WHAT THE EXERCISE ASKS: Turn the entries below into a numbered list with blank lines omitted, beginning at the line that contains "Every instance of the green" and ending after the line that contains "(1123, 762)".

-- START STORED DATA --

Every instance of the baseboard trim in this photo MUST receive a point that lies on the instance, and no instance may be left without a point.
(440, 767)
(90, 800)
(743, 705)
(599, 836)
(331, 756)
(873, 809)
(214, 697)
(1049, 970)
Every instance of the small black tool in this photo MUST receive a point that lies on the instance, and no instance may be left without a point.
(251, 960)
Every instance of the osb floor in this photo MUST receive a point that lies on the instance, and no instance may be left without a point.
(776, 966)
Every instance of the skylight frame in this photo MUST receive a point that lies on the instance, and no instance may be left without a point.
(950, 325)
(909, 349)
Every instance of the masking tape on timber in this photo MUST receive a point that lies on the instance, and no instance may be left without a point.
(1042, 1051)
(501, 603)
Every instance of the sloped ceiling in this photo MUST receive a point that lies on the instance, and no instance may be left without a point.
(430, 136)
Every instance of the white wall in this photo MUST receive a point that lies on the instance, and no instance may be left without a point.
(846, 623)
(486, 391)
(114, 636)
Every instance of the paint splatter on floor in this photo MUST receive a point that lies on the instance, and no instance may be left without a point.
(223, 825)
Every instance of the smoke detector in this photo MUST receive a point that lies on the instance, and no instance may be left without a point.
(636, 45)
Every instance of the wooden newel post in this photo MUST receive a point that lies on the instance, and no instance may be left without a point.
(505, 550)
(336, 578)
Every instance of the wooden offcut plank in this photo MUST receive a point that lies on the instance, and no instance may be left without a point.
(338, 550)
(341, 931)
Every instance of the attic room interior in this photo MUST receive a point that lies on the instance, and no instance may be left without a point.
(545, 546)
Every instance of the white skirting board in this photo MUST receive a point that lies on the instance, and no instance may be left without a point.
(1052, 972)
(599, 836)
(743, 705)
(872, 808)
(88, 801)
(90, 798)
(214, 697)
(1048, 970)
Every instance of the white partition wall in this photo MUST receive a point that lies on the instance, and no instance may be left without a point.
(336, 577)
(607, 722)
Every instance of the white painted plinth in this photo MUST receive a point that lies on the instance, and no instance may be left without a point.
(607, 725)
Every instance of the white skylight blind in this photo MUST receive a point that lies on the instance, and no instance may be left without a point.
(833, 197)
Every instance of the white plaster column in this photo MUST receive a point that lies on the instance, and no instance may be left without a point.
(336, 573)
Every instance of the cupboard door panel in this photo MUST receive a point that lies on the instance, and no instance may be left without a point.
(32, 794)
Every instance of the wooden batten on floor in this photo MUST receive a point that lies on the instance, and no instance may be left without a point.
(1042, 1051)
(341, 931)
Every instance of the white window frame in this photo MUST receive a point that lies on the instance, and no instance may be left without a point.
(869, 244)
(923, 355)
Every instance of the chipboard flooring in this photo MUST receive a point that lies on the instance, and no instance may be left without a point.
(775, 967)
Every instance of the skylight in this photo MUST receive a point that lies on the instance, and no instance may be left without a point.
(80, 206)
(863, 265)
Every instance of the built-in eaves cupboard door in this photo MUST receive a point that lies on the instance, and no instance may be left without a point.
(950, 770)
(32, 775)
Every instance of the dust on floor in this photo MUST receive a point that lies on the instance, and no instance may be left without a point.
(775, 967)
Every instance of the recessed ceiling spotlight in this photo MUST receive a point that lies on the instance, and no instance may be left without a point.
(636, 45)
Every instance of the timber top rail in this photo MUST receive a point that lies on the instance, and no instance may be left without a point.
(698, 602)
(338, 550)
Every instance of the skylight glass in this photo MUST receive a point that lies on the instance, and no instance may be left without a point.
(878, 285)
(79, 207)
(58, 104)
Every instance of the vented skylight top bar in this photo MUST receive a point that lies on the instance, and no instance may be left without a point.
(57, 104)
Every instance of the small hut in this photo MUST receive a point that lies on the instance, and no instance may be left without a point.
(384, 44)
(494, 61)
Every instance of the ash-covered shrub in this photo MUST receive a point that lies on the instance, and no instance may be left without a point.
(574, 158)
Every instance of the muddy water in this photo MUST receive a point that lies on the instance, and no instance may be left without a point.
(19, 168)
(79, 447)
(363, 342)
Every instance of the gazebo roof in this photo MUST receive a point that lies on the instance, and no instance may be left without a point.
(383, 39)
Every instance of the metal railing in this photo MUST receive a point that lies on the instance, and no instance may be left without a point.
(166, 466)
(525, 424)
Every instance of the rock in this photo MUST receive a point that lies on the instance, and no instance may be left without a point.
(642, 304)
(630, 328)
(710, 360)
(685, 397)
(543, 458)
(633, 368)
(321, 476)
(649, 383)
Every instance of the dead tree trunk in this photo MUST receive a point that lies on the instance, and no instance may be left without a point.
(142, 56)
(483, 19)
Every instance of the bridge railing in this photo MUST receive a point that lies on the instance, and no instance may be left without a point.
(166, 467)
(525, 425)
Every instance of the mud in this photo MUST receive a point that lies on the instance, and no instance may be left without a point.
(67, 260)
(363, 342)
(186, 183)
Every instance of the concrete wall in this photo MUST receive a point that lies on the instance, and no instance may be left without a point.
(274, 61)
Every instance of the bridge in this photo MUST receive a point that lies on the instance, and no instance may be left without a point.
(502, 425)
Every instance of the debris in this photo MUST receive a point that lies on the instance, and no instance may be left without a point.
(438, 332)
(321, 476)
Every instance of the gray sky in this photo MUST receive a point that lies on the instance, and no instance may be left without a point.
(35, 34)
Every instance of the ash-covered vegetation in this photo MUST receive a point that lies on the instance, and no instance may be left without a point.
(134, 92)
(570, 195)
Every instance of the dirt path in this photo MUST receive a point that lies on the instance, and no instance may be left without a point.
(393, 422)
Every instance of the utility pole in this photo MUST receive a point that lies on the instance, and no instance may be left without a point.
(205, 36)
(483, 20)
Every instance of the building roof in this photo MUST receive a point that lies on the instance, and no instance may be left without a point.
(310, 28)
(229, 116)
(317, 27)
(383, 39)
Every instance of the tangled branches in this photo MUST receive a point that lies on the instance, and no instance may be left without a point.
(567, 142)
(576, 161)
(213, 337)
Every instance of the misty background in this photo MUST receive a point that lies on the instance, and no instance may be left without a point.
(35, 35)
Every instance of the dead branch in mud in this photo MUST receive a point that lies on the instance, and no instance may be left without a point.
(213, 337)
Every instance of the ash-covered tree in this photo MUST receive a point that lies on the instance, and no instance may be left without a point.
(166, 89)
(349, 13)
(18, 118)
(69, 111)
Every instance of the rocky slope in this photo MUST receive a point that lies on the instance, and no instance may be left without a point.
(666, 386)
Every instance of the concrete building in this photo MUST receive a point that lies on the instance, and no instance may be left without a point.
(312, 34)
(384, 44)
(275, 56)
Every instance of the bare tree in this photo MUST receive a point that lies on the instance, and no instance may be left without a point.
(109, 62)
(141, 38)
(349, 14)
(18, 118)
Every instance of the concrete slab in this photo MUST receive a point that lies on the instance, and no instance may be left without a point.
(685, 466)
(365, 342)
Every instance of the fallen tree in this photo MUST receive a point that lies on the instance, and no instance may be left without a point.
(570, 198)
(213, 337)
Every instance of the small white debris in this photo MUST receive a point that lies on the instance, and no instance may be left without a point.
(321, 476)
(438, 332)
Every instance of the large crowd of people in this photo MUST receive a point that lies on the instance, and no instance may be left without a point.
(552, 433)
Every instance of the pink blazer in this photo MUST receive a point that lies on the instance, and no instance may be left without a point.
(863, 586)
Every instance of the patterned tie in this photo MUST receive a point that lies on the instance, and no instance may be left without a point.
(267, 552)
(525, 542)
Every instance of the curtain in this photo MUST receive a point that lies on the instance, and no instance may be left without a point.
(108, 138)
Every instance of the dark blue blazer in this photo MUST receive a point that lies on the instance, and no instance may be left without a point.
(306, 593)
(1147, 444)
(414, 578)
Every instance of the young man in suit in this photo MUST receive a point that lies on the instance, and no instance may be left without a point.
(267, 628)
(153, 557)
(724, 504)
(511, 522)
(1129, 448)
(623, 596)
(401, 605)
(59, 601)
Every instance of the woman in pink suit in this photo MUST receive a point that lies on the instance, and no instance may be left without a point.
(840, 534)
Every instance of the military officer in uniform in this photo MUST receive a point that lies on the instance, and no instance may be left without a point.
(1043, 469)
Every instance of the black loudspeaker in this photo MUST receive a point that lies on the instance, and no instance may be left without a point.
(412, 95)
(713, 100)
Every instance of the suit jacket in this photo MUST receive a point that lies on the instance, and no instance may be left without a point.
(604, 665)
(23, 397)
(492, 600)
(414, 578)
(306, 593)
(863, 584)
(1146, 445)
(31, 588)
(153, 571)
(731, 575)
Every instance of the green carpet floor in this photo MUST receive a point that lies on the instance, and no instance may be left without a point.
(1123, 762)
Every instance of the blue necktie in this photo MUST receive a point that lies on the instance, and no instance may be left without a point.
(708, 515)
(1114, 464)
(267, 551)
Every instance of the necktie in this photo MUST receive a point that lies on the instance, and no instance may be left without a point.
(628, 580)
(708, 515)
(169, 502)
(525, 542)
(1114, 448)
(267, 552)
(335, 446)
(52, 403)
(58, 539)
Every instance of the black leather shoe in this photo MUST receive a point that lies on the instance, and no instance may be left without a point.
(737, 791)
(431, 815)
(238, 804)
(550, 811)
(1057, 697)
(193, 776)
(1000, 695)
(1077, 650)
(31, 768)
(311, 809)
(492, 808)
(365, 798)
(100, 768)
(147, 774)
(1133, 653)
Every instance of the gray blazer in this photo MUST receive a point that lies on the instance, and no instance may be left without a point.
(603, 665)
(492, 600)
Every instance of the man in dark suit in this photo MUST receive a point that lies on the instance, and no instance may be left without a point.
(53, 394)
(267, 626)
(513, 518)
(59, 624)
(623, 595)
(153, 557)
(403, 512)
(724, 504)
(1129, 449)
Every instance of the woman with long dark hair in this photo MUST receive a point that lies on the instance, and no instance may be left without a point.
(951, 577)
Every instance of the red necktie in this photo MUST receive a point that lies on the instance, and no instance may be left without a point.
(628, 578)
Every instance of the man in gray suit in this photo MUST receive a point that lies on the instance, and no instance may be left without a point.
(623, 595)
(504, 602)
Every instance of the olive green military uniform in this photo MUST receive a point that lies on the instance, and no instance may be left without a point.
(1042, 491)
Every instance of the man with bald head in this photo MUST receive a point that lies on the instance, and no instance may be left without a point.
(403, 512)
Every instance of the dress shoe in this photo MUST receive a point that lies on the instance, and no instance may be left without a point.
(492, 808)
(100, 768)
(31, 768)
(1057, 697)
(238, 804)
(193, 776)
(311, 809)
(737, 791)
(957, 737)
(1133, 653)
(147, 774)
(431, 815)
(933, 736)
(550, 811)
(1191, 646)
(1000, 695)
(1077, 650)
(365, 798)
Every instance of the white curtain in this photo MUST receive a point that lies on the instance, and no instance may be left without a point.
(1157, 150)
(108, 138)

-- END STORED DATA --

FINISHED EXERCISE:
1. Every instance of the green carpet floor in this photo MUST receive a point that lies on the instance, and no instance may be left without a point.
2. (1123, 762)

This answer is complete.